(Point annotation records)
▬▬▬▬▬▬

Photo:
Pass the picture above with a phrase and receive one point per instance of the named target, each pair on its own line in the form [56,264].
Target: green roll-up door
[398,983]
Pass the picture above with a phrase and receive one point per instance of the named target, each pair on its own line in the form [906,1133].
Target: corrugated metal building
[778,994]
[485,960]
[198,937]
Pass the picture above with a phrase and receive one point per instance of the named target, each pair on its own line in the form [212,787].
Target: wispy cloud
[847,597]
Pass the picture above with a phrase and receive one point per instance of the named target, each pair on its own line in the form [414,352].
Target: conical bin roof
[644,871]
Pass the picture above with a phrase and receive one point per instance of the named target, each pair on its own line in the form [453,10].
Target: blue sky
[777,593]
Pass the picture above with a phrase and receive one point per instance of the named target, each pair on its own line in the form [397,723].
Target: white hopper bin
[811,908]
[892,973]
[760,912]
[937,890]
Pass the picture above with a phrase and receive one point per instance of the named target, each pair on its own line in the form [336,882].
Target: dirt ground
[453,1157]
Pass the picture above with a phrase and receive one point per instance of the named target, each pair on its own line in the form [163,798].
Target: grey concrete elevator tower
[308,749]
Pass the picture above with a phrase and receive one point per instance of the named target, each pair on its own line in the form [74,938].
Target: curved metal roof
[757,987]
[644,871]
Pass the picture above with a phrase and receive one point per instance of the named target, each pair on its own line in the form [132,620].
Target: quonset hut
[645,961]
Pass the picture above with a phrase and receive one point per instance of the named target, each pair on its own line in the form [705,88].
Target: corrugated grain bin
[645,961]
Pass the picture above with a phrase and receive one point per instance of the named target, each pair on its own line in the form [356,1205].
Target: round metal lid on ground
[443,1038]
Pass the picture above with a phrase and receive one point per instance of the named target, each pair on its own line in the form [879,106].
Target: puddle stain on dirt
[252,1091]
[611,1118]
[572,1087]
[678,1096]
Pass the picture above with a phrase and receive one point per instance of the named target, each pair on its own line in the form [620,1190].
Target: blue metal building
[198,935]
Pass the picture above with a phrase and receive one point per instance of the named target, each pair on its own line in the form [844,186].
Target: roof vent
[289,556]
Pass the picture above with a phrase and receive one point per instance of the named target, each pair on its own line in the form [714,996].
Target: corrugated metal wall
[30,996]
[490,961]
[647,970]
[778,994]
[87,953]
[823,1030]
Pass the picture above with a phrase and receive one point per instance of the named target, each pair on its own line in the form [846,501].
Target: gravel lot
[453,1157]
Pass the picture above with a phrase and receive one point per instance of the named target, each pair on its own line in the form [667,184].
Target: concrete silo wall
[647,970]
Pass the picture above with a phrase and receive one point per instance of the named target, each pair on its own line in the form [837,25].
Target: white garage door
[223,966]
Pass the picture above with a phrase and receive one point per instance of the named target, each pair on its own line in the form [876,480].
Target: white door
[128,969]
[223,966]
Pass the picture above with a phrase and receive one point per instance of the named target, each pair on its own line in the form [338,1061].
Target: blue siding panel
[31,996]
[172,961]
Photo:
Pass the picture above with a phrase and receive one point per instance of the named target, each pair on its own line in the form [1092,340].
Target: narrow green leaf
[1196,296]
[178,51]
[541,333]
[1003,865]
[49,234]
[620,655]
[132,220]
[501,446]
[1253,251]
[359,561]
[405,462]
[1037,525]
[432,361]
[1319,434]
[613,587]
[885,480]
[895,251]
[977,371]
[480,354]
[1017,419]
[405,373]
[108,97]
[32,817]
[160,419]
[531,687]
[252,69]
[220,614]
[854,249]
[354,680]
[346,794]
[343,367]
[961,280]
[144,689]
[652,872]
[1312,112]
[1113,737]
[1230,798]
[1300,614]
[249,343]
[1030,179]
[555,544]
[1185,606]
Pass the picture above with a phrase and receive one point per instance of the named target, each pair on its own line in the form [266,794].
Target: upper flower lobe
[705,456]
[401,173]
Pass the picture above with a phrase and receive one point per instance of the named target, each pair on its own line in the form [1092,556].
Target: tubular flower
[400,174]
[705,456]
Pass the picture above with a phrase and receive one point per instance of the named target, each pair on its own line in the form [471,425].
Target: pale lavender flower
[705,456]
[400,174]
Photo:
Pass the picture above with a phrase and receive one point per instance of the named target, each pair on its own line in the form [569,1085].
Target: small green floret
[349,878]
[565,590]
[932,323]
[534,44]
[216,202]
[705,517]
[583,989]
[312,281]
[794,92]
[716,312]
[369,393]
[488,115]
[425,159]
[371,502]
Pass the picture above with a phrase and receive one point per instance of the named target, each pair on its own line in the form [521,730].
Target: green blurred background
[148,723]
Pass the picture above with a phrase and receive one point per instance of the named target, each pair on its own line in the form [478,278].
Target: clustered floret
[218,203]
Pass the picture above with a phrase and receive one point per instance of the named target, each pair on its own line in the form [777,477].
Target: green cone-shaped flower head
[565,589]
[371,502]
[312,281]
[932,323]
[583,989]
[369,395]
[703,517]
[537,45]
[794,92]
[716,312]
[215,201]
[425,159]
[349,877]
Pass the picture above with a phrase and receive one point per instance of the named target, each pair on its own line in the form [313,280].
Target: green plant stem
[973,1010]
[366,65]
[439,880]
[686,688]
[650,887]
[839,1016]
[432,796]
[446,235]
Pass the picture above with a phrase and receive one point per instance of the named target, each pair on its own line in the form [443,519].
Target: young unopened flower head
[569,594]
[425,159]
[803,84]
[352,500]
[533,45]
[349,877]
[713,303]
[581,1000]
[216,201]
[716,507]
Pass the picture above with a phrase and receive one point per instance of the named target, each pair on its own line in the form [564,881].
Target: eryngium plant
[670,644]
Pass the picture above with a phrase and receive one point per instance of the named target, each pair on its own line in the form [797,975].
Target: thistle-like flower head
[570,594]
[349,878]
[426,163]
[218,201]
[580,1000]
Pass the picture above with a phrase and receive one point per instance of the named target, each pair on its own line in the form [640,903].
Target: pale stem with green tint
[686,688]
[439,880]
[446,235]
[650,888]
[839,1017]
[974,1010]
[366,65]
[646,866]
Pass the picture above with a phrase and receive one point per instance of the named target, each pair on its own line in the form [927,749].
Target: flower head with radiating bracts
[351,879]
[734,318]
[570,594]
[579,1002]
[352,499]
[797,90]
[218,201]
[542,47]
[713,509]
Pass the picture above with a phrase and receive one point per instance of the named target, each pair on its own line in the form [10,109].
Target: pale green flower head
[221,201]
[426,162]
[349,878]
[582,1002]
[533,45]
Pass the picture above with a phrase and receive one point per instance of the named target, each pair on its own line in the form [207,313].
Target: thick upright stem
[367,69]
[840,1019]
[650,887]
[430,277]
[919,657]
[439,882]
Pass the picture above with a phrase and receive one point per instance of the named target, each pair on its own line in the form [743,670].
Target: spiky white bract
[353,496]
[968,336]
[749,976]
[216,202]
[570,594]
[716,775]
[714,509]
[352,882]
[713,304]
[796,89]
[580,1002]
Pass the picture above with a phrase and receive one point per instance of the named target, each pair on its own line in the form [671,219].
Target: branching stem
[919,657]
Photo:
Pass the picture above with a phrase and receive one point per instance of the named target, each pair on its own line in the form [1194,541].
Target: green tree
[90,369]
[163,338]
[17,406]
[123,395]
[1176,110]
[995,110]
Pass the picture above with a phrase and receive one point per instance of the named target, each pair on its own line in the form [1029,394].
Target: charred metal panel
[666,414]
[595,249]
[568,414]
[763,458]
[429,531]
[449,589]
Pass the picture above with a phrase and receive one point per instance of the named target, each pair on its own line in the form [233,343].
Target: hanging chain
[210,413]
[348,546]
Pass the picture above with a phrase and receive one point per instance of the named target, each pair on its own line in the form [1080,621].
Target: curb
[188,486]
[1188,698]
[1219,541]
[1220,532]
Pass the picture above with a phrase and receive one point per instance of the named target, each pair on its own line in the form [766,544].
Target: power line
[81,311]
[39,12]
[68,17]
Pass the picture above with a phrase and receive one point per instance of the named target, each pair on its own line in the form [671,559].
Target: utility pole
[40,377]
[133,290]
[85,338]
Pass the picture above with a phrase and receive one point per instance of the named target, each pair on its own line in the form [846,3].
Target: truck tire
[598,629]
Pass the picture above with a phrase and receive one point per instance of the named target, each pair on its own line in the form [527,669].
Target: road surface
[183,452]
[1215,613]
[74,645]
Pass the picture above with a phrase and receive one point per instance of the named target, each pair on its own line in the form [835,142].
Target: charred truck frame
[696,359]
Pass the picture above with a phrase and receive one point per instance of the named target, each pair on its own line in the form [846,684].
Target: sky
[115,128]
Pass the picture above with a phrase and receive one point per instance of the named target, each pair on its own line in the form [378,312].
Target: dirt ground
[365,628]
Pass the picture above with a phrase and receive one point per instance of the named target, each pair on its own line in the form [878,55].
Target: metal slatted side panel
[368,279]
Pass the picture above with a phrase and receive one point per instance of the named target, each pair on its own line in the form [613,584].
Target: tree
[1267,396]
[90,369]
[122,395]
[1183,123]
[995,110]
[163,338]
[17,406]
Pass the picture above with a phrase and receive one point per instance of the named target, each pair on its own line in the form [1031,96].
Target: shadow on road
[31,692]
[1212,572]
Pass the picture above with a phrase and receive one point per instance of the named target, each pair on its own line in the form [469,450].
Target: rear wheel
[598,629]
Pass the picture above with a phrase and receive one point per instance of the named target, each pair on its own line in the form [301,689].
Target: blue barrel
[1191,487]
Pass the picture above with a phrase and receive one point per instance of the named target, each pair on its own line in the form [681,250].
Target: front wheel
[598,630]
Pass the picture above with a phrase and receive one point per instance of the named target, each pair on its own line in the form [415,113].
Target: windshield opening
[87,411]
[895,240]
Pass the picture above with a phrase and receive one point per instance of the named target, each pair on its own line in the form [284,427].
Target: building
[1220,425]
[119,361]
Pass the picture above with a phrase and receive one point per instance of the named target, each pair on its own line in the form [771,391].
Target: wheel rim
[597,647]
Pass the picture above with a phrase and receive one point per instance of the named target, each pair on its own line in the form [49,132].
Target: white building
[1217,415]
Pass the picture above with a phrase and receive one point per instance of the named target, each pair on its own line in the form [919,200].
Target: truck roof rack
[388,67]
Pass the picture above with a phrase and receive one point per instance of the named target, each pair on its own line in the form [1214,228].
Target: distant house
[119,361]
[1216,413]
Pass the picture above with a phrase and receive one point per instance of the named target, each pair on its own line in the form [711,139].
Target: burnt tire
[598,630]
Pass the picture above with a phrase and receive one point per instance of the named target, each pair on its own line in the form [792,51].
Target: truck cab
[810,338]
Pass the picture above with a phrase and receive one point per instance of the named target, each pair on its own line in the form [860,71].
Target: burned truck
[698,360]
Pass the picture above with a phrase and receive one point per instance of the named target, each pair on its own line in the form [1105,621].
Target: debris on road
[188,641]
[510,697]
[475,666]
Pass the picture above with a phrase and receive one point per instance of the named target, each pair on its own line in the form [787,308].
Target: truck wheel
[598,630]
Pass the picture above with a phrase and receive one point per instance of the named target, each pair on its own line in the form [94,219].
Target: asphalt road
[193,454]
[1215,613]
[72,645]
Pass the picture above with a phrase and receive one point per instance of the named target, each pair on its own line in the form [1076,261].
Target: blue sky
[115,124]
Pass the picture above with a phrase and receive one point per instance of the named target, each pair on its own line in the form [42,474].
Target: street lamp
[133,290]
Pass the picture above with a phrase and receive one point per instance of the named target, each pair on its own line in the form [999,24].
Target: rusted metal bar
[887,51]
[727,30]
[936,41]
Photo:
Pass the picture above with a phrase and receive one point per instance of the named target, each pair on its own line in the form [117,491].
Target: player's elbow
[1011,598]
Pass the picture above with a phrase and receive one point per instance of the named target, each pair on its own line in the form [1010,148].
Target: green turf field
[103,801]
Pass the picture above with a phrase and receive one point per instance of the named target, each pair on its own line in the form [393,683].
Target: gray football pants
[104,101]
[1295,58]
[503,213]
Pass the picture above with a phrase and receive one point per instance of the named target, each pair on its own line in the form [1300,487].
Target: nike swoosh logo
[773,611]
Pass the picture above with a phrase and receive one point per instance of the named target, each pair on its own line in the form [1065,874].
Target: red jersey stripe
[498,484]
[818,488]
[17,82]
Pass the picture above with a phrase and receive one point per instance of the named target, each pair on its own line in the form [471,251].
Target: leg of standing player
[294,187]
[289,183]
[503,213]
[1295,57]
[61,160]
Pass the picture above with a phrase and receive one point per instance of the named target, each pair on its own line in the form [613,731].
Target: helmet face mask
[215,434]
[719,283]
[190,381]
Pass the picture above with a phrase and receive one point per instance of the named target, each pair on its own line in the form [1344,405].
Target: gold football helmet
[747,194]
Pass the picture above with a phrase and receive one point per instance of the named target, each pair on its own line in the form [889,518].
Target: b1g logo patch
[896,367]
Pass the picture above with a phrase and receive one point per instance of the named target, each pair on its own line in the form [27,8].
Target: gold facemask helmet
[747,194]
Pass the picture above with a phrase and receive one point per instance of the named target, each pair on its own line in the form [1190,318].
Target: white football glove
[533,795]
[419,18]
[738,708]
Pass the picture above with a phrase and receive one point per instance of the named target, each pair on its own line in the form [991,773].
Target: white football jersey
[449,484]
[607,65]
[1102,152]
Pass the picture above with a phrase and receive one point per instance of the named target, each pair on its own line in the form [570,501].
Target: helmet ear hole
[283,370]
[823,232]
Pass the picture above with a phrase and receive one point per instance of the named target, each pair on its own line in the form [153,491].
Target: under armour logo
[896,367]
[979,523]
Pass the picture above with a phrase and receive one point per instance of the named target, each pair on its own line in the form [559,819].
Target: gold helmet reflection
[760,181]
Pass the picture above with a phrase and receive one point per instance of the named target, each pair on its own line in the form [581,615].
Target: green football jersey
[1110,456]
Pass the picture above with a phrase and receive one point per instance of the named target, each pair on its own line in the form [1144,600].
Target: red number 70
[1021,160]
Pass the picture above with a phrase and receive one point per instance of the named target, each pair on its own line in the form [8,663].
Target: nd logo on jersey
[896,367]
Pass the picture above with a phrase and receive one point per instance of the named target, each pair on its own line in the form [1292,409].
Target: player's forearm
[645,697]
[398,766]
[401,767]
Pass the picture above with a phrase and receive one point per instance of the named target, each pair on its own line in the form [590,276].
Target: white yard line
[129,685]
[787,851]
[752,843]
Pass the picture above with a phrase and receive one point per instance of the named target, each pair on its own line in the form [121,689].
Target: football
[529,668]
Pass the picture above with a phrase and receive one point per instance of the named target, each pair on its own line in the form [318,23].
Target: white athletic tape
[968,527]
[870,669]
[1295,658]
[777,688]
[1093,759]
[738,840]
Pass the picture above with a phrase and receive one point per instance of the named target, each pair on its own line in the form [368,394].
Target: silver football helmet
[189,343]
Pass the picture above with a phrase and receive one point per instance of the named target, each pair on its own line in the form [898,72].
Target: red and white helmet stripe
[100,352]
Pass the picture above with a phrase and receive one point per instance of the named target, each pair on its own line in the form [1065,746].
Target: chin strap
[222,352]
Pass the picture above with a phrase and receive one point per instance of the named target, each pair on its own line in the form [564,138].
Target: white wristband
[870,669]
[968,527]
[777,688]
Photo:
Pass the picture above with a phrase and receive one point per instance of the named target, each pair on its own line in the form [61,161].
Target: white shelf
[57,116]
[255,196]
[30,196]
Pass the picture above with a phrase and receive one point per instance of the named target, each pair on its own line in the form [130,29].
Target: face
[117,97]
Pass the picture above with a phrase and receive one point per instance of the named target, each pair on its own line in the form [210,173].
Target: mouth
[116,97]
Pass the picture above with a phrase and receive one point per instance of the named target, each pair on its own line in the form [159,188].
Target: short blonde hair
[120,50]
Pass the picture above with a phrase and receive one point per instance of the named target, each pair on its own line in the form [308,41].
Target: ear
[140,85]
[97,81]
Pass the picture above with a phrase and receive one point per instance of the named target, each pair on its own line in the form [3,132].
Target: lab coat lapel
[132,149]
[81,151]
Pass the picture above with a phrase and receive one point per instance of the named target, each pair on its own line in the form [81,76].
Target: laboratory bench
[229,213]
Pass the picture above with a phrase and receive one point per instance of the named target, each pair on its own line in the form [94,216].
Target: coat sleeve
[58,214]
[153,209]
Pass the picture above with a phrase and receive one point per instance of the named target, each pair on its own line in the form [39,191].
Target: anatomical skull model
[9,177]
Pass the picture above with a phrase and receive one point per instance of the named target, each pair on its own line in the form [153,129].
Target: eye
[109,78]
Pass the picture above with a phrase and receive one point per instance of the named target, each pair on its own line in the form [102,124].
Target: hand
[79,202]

▬▬▬▬▬▬

## Written problem
Everything from the line with "the form [81,76]." through the last line of the material above should be echoed exactly, and nothing else.

## Answer
Pass the picture above with a phrase and receive one point per instance of the named target, each pair on its own line in the form [81,76].
Target: laboratory bench
[229,213]
Pass the picture above with a phrase and receive one point per instance of the named target, each pair on its own line in the form [94,216].
Target: coat sleeve
[58,214]
[153,209]
Pass the picture above with a phrase and receive one point per instance of the named target, each pair on its own line in the form [39,191].
Target: anatomical skull model
[9,177]
Pass the picture above with a phrase and receive one point per instance of the named target, each pair on its own line in the form [153,129].
Target: eye
[109,78]
Pass the picture above with a phrase and receive one point per instance of the named target, each pair on its own line in the form [102,124].
Target: hand
[79,202]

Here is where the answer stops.